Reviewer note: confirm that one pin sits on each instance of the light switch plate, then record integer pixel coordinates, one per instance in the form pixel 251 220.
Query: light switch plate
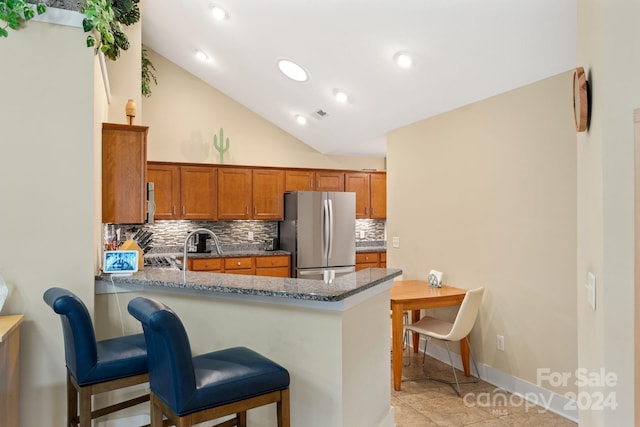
pixel 591 290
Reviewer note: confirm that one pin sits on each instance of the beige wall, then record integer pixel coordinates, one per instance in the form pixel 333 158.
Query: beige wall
pixel 487 194
pixel 184 114
pixel 607 41
pixel 48 214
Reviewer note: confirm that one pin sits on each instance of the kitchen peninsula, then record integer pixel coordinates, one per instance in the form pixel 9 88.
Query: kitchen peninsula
pixel 333 337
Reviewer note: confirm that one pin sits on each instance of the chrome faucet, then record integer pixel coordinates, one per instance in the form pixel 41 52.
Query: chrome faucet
pixel 186 243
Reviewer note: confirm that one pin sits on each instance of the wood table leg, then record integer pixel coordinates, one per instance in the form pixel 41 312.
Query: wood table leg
pixel 415 316
pixel 464 354
pixel 396 338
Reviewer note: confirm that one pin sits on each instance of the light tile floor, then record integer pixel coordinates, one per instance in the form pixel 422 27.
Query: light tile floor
pixel 423 403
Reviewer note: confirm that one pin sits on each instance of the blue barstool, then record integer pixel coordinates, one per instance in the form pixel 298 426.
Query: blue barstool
pixel 190 390
pixel 95 367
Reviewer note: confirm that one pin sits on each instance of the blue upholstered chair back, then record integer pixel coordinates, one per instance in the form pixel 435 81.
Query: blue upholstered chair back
pixel 80 349
pixel 171 372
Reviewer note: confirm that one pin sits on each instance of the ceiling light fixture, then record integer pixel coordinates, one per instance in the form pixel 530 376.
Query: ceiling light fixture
pixel 219 13
pixel 292 70
pixel 404 60
pixel 341 96
pixel 201 55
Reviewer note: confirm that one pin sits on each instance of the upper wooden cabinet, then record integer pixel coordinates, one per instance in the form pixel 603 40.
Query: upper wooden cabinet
pixel 124 157
pixel 371 193
pixel 184 192
pixel 268 194
pixel 246 193
pixel 314 180
pixel 234 193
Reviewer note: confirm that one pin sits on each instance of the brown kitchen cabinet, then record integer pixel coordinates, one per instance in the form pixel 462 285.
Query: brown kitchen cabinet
pixel 239 265
pixel 247 193
pixel 314 180
pixel 268 194
pixel 214 265
pixel 367 260
pixel 267 265
pixel 124 158
pixel 234 193
pixel 371 193
pixel 184 191
pixel 274 266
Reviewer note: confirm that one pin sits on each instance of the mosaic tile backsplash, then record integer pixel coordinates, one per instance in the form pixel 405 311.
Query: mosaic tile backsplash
pixel 173 233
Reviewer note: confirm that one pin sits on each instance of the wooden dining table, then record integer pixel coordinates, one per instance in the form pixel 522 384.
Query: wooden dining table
pixel 414 295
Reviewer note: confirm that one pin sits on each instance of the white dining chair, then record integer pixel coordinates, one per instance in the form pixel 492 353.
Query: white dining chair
pixel 432 327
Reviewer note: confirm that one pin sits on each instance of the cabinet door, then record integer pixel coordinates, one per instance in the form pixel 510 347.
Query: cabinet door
pixel 234 193
pixel 359 184
pixel 329 181
pixel 124 163
pixel 268 194
pixel 378 197
pixel 299 180
pixel 166 181
pixel 198 192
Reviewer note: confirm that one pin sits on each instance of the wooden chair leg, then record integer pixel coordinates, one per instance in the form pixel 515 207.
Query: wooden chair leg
pixel 284 416
pixel 242 419
pixel 72 403
pixel 156 412
pixel 85 407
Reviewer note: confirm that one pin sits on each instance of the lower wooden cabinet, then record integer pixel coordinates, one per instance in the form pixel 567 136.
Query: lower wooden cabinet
pixel 371 260
pixel 268 265
pixel 274 266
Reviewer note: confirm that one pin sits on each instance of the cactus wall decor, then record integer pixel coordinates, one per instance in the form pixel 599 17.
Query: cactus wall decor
pixel 223 146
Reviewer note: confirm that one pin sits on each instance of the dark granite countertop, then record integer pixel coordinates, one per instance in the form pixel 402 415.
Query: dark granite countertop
pixel 215 283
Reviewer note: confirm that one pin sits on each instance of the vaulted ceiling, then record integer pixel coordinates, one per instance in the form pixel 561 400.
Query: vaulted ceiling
pixel 463 51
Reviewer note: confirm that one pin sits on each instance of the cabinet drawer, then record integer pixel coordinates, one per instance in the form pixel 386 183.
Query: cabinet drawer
pixel 272 261
pixel 368 257
pixel 238 263
pixel 205 264
pixel 247 271
pixel 273 272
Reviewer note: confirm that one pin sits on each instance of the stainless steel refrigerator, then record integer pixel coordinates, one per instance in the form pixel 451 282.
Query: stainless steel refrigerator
pixel 319 229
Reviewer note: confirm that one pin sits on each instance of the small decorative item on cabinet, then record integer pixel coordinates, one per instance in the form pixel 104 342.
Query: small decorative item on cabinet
pixel 130 111
pixel 223 147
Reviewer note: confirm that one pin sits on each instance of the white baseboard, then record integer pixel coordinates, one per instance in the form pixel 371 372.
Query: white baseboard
pixel 529 392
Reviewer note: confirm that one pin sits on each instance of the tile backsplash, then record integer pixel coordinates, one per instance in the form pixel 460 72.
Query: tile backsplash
pixel 172 233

◇ ◇ ◇ ◇ ◇

Print all of the data exactly, and do not carry over any pictures.

Reviewer note: confirm that one pin sits on each instance of the light switch plate, then record integer pixel coordinates, one per instance in the form pixel 251 220.
Query: light switch plate
pixel 591 290
Reviewer note: confirm that one pin sits on each instance of the beige wall, then record integer pixel coordinates, one per instance in the form pixel 333 158.
Query: beige wall
pixel 487 194
pixel 184 114
pixel 607 41
pixel 48 214
Reviewer note: confirm that one pin sits on each instance of the kitchen peninsula, then record integer pixel coordinates, one per instance in the form pixel 9 88.
Query: kitchen peninsula
pixel 333 337
Reviewer note: confirm that one pin sits on each instance of the chrome faucet, then record integer pixel coordinates, one per instance in the form pixel 41 52.
Query: chrome faucet
pixel 186 243
Reviewer note: confirm that one pin sits on each instance of the wood table leg, then record integer pixel coordinates, one per instance in the form pixel 41 312.
Query: wood table leg
pixel 415 316
pixel 464 354
pixel 396 338
Reviewer note: confirm that one pin sits on each instance of the light tile floor, then record integer pixel coordinates, one per instance in the form pixel 422 27.
Query: light tile floor
pixel 423 403
Reviewer note: confirm that one pin sits on each instance of the blue barstool, then record integer pixel coordinates, one per instance in the form pixel 298 426.
Query: blue barstool
pixel 190 390
pixel 95 367
Reviewer note: confirm that one pin sits on each instance of the blue upholstered chair back, then record integer pixel coordinates, one per instance in the form pixel 435 81.
Query: blue upholstered chair back
pixel 80 349
pixel 171 372
Reviewer note: confirm that one pin sits on each instance of the ceiling light fixture, then record integer pixel coordinates, one per instance in the form pixel 530 376.
Query: ceiling light fixture
pixel 219 13
pixel 292 70
pixel 404 60
pixel 341 96
pixel 201 55
Reviewer note: confirm that one pin sits on each instance of the upper wooden cabinet, then record integer pixel coordinates, one per instance in the form pixel 603 40.
Query: upper wooden cabinet
pixel 124 157
pixel 371 193
pixel 184 192
pixel 268 194
pixel 246 193
pixel 314 180
pixel 234 193
Reviewer note: confirm that one pin sits on each instance of the brown kitchen cabinet, then record integer pixel coordinates, one per instance in the form pixel 462 285.
Query: brown kitchen cabinet
pixel 239 265
pixel 247 193
pixel 314 180
pixel 268 194
pixel 214 265
pixel 367 260
pixel 267 265
pixel 124 158
pixel 234 193
pixel 371 193
pixel 184 191
pixel 274 266
Reviewer note: confirm that one pin sits on each instance of the mosaic tile backsplash, then record integer pixel coordinates, one per instance in the form pixel 405 311.
Query: mosaic tile backsplash
pixel 173 233
Reviewer note: confirm that one pin sits on each instance of the wooden dining table, then record integer pixel coordinates, one per instance in the form pixel 522 384.
Query: wooden dining table
pixel 414 295
Reviewer note: confirm that one pin sits on each instance of the white dining chair, then record integer pixel coordinates, one per instance in the form pixel 492 353.
Query: white dining chair
pixel 432 327
Reviewer note: confirm that one pin sits on each instance of the cabinet door, then record integer pixel coordinates, one per instance in the form pixel 510 347.
Query: cabinet door
pixel 234 193
pixel 359 184
pixel 329 181
pixel 124 163
pixel 268 194
pixel 378 197
pixel 299 180
pixel 166 181
pixel 198 192
Reviewer note: confirm that one pin sits on each instance of the wooden chair leg, then record integer pixel coordinates, one per instance in the form pixel 515 207.
Query: wooden chair leg
pixel 284 416
pixel 242 419
pixel 72 403
pixel 156 412
pixel 85 407
Reviewer note: confirm that one pin sits on each instance of the lower wooden cabinet, then record integer pixel coordinates, one per instance in the form pixel 567 136.
Query: lower wooden cabinet
pixel 371 260
pixel 268 265
pixel 274 266
Reviewer note: confirm that one pin sits on each instance of the cactus wall decor, then record integer pixel coordinates, one per instance in the form pixel 599 17.
Query: cactus wall decor
pixel 223 146
Reviewer note: confirm that one pin sits on each instance of the dark granite countertop, then record integer pixel coordinates, one per instance in the form pixel 402 415.
Query: dark granite countertop
pixel 215 283
Reviewer note: confirm that one pin sits on each instance of the vaulted ceiling, then record integer pixel coordinates, one per instance in the form pixel 561 400.
Query: vaulted ceiling
pixel 463 51
Reviewer note: confirm that one pin sits on each instance of the cabinet drawer, then record integer pixel coordinates, one per instance in the form pixel 386 183.
Query: cabinet drawer
pixel 272 261
pixel 368 257
pixel 238 263
pixel 205 264
pixel 247 271
pixel 273 272
Reviewer note: confirm that one pin sits on each instance of the stainless steel refrigerator, then record integer pixel coordinates, one per instance in the form pixel 451 282.
Query: stainless steel refrigerator
pixel 319 229
Reviewer note: confirm that one pin sits on each instance of the small decorative item on cabinet, then record integer pixel coordinates, one per instance in the form pixel 104 342.
Query: small decorative item on cabinet
pixel 130 111
pixel 223 147
Reviewer note: confirm that one pin sits on each instance of the white baseboard, then record integer pixel coordinates, one per instance in the form pixel 371 372.
Query: white baseboard
pixel 529 392
Reviewer note: confirm that one pin sits on each instance of the tile backsplash, then record integer pixel coordinates, one per instance in the form pixel 460 72.
Query: tile backsplash
pixel 172 233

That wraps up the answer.